§ **What is asked**
(a) Edit the passage on the Kassiteres pluton from "The Kassiteres pluton" up to and including "from the faults." by putting "host rock" wherever "diorite" appears.
(b) Write the next part of the passage on the Kassiteres pluton, starting after its last sentence.

§ **Reading text**
^^^^
Kassiteres is a medium-grained (1–3 mm), clinopyroxene-hornblende diorite and is the next pluton moving SW along the MMC from Leptokaria (Fig. 2). The smallest of the named intrusions, Kassiteres has an aerial extent of ca. 1.8 km². Kassiteres intrudes into metapelitic greenschists of the CRB basement and is unconformably overlain by Oligocene volcaniclastic units. The primary mineralogy of the Kassiteres diorite is clinopyroxene + hornblende + plagioclase + biotite + magnetite phenocrysts and interstitial K-feldspar + quartz with accessory apatite + titanite + zircon (Fig. 3E). Mixing of mafic, clinopyroxene-rich, and felsic, biotite-rich, end members are visible on the macroscopic scale, suggesting periodic injection of new melt into the crystallizing magmatic system (Fig. 3D). Interstitial granophyric quartz-feldspar intergrowths suggest rapid cooling of interstitial melt during the later stages of pluton crystallization (Fig. 3F).

The Kassiteres pluton is variably altered due to hydrothermal activity related to the later intrusion of a porphyritic stock and aplite dykes. Breakdown of clinopyroxene and hornblende to biotite, chlorite, and plagioclase is characteristic of potassic alteration at Kassiteres, pervasive to varying degrees of intensity throughout the pluton. Advanced clay alteration is found in discrete fault zones within the diorite where the fault planes provide a pathway for enhanced fluid-wallrock interaction. This alteration grades from silicified, advanced argillic alteration (silica + low-temperature clays) proximal to the fault plane, to argillic alteration (high-temperature clays) over 5 m from the fault. A diffuse gradation into potassically altered diorite occurs over a greater distance of 15–20 m from the faults.
^^^^
§ **Dataset**
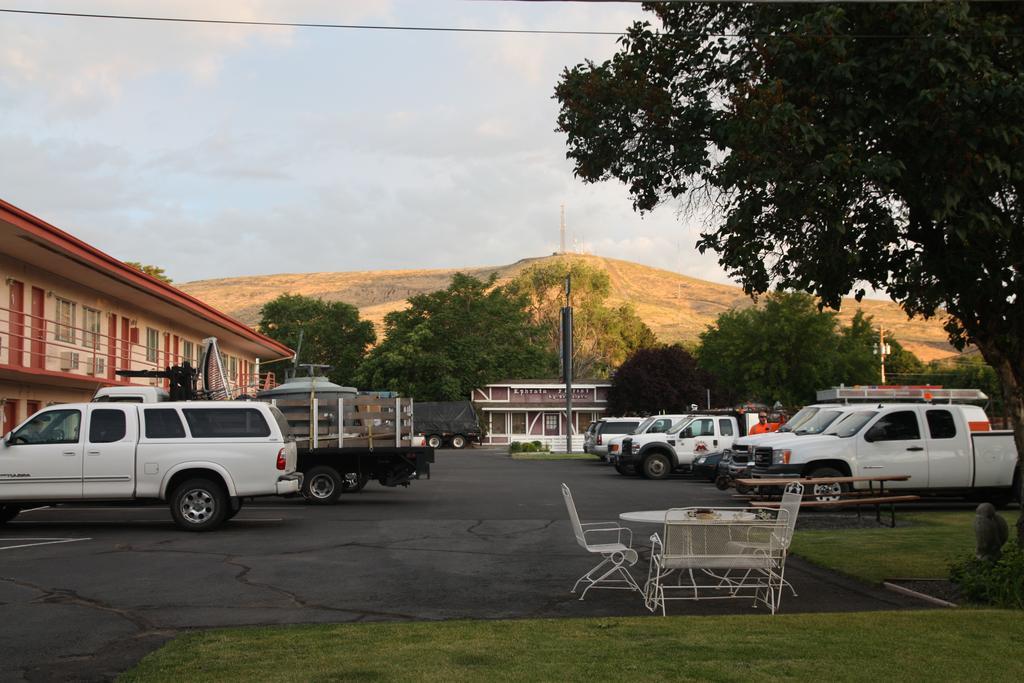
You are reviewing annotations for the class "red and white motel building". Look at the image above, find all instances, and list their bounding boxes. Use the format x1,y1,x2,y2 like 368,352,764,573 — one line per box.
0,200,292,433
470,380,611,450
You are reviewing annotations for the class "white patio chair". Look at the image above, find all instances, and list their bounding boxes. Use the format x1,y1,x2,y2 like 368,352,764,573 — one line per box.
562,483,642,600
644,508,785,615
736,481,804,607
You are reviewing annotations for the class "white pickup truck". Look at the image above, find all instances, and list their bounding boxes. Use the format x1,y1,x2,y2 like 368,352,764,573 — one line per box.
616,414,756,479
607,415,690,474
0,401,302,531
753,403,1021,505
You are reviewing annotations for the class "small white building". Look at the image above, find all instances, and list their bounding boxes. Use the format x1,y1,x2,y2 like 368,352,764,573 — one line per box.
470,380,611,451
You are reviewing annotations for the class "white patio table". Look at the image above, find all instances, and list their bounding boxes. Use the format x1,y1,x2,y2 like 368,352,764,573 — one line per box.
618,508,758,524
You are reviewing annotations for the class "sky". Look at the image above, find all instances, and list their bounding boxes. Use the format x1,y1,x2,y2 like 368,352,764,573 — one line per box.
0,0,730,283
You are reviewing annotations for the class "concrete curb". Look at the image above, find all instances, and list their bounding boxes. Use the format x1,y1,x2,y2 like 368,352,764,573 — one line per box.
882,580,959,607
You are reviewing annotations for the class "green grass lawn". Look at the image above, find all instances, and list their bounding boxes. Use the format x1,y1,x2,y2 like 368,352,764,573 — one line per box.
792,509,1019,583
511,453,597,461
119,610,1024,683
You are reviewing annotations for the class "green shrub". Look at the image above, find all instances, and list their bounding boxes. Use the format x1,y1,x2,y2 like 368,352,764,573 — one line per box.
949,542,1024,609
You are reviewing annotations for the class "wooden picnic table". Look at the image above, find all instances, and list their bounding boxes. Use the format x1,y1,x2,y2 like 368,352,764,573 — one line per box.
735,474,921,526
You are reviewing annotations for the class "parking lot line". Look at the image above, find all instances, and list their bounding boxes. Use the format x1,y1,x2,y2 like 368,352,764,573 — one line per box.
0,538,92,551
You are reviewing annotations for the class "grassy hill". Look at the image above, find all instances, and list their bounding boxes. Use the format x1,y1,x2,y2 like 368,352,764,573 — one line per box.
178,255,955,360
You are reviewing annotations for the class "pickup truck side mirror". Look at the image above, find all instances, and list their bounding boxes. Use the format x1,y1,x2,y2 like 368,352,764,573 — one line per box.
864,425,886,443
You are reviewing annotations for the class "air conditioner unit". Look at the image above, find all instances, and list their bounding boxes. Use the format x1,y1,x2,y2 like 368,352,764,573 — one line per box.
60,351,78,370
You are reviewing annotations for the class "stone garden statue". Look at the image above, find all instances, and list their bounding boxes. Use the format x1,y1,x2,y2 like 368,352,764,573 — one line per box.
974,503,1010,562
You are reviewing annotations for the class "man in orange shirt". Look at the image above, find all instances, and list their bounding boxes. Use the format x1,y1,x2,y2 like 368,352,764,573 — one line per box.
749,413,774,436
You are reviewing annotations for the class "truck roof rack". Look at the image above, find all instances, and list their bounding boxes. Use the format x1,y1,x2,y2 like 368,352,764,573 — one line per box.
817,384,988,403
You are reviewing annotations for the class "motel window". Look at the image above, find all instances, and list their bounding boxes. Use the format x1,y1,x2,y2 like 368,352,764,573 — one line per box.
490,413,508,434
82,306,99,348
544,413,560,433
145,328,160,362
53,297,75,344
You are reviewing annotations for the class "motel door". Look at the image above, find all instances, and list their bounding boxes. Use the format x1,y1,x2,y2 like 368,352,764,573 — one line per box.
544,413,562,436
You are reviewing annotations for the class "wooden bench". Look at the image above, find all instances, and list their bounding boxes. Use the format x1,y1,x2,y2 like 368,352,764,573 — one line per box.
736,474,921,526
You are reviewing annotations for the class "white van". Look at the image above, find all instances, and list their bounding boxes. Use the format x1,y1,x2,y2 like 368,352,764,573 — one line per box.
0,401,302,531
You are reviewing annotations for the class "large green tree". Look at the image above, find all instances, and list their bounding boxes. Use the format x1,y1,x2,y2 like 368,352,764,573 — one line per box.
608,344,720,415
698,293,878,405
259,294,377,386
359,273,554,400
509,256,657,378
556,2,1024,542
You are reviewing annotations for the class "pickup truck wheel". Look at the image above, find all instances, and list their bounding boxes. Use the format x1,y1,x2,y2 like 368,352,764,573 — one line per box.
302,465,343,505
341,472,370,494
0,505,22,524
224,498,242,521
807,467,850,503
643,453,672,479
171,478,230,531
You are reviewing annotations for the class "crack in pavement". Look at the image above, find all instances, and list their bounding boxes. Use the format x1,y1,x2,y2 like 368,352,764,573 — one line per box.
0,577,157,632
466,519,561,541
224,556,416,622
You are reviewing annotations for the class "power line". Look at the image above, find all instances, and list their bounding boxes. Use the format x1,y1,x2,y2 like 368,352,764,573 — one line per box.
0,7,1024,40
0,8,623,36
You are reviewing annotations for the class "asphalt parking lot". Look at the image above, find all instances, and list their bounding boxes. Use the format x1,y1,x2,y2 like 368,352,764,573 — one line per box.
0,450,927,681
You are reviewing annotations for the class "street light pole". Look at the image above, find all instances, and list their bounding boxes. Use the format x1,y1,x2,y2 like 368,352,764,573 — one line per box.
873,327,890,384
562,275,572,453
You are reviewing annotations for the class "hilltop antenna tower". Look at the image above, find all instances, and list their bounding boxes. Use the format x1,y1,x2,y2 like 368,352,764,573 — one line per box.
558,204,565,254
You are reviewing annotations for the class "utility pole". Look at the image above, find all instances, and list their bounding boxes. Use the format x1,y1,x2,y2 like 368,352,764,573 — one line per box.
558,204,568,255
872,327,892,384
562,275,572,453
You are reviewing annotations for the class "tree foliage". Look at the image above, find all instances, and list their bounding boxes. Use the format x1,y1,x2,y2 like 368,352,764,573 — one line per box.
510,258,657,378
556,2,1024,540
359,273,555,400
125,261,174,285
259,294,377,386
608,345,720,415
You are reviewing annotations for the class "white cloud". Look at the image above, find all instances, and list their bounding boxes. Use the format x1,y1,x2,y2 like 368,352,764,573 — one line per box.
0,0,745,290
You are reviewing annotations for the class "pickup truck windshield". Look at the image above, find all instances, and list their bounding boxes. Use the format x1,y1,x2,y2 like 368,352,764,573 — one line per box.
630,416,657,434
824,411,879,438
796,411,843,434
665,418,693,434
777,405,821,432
^^^^
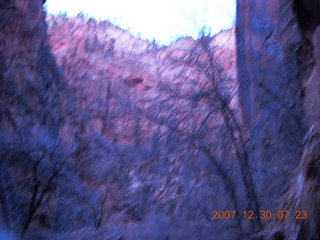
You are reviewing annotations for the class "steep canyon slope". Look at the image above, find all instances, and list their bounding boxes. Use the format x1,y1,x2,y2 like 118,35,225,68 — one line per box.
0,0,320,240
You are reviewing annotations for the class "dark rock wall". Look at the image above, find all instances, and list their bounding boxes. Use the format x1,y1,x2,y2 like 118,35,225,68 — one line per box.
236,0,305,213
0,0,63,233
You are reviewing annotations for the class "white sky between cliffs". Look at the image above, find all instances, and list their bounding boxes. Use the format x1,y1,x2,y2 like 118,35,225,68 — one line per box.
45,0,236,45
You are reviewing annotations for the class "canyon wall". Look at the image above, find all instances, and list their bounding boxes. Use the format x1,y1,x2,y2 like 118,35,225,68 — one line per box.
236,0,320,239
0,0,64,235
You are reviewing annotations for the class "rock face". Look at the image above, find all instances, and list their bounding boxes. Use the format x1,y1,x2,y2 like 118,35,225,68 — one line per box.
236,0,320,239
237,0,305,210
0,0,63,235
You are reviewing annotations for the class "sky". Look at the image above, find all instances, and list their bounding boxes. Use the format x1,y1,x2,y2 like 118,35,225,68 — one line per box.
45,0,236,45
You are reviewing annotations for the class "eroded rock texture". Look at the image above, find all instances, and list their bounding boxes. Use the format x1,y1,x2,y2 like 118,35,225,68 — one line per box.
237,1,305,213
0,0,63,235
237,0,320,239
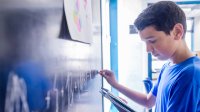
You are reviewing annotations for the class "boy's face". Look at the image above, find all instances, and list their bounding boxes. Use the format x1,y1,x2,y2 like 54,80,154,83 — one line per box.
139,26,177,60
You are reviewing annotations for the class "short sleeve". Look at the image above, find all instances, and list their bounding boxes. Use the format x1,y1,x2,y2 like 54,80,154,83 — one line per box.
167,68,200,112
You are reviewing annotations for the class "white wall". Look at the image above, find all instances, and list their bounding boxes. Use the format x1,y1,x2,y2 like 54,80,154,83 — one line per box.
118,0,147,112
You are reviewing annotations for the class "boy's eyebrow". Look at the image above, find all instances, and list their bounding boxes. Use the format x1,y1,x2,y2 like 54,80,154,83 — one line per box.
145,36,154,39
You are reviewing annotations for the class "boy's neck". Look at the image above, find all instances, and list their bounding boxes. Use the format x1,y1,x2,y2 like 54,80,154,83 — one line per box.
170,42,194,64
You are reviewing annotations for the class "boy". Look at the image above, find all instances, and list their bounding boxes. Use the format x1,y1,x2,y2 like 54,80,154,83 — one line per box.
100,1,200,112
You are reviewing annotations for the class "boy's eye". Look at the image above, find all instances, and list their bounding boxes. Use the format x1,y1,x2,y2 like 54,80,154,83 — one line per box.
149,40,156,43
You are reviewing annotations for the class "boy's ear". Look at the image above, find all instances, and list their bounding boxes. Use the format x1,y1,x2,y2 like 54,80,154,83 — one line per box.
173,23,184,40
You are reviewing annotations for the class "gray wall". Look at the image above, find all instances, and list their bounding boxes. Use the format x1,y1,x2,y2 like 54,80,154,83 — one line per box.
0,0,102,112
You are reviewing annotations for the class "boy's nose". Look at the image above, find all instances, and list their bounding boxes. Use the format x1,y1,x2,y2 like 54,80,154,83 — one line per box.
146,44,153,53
^^^^
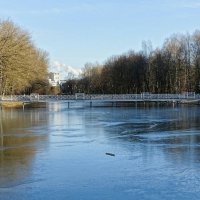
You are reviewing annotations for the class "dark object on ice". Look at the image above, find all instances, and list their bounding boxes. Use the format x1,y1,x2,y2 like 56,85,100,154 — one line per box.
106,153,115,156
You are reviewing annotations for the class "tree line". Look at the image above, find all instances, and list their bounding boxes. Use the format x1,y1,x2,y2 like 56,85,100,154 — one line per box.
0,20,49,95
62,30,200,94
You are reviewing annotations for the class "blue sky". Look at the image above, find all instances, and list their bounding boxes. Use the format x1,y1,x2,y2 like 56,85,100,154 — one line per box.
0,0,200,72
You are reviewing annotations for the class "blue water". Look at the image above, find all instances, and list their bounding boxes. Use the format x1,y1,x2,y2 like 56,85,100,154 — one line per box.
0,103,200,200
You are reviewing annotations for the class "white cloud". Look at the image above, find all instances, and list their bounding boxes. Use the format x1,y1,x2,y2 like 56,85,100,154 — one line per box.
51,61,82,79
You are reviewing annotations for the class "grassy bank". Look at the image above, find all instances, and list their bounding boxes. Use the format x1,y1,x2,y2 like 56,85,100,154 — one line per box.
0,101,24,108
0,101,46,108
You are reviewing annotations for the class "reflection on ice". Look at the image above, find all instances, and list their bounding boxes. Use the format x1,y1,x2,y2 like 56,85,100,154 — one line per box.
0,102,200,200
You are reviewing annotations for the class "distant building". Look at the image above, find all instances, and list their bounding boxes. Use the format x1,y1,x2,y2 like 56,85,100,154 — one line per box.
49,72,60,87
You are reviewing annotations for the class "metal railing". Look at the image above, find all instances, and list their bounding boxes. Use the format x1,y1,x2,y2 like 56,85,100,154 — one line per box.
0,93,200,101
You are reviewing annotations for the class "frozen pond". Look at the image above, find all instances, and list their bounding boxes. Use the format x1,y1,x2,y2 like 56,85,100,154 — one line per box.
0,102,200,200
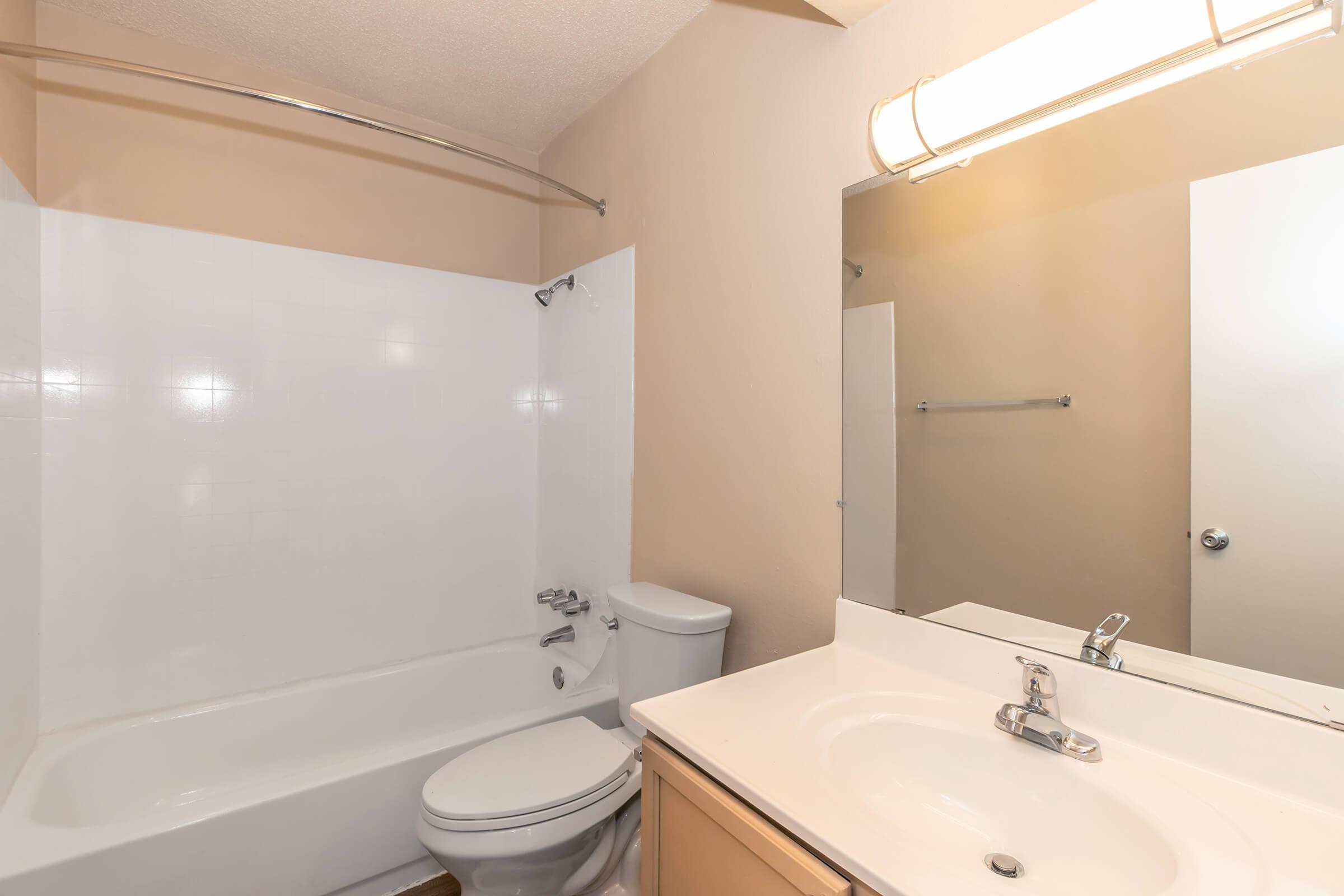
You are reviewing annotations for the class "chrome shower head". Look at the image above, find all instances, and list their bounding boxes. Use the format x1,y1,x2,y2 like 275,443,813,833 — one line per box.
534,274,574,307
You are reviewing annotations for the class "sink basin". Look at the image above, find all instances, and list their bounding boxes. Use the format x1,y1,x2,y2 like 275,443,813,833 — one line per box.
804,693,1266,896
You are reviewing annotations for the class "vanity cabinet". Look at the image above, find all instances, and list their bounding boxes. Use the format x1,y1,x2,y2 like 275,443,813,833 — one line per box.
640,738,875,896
^^^^
§ **The results**
(a)
The Kassiteres pluton is variably altered due to hydrothermal activity related to the later intrusion of a porphyritic stock and aplite dykes. Breakdown of clinopyroxene and hornblende to biotite, chlorite, and plagioclase is characteristic of potassic alteration at Kassiteres, pervasive to varying degrees of intensity throughout the pluton. Advanced clay alteration is found in discrete fault zones within the host rock where the fault planes provide a pathway for enhanced fluid-wallrock interaction. This alteration grades from silicified, advanced argillic alteration (silica + low-temperature clays) proximal to the fault plane, to argillic alteration (high-temperature clays) over 5 m from the fault. A diffuse gradation into potassically altered host rock occurs over a greater distance of 15–20 m from the faults.

(b)
Maronia is the southernmost pluton of the MMC, separated by ∼30 km from its nearest neighbor, Kassiteres. Outcropping as a stock with an area of ∼3.2 km², it is intruded into metapelites and marbles of the CRB. Three intrusive lithologies were recognized at Maronia by Papadopoulou et al. (2004): a voluminous monzonite–quartz monzonite unit (Fig. 4A), a minor gabbroic unit, and a minor porphyritic granitic unit. The gabbro is texturally and mineralogically indistinguishable from the monzonite–quartz monzonite unit in all but whole-rock geochemistry, while the granite porphyry shows sharp, cross-cutting contacts with the rest of the pluton (Fig. 4F). In this paper, we consider the gabbro–monzonite–quartz monzonite as a single unit (referred to herein as the monzonite unit) with subdivisions arising from varying phenocryst proportions.

The primary mineralogy of the monzonite is clinopyroxene + orthopyroxene + amphibole (tremolite-ferrosillite) + biotite + plagioclase + K-feldspar + apatite + magnetite + quartz ± rare olivine with accessory zircon. 1–2-cm-diameter phenocrysts of primary plagioclase (50%–80% by area), clinopyroxene (5%–15%), and minor orthopyroxene (1%–3%) are surrounded by interstitial K-feldspar (up to 20%; Fig. 4C). Primary biotite and amphibole phenocrysts in textural equilibrium with adjacent crystals are very rare and are more commonly found as secondary breakdown rims of primary pyroxene phenocrysts (Fig. 4B). Evidence of post-magmatic hydrothermal alteration is visible in minor sericitization and uralization of plagioclase and pyroxene-amphibole phenocrysts respectively.

Additional igneous facies are observed along the western margin of Maronia where the pluton intrudes CRB marbles. In addition to a thin (∼1 m) endo-skarn boundary along the marble-monzonite contact (Katerinopoulou et al., 2009; Fig. 4E), an orthocumulus facies is exposed in the northwest of the pluton extending for up to 10 m into the monzonite from endoskarn boundary (Fig. 4D). Cumulus pyroxene adacrysts and intercumulus oikocrystic orthoclase-albite suggest that the western margin of the pluton exposes close to the base of the Maronia plutonic system. This orthocumulus facies is not observed on the eastern margin of Maronia where a ∼250-m-wide hornfels aureole extends into the host CRB metapelites.

The NNE-SSW trending Ktismata Fault cuts the pluton separating the eastern and western portions of the pluton (Melfos et al., 2002; Fig. 4F). Differing intrusive relationships between the western (deeper, orthocumulus facies) and eastern (shallow, baked aureole) margins of the pluton suggest an east-dipping normal fault. Minimal right-lateral displacement of < 100 m is observed where the fault cuts the northern pluton margin, which can be accounted for by a minor oblique component of motion. An additional strike-slip fault, the Marmaritsa Fault, cuts the southern margin of the Maronia pluton subparallel to the coastline. This structure is part of a regional crustal trend, potentially related to the North Anatolian Fault Zone (Melfos et al., 2002). The brittle nature of the faulting, cutting Oligocene magmatic features within Maronia, suggest post-emplacement initiation of both structures.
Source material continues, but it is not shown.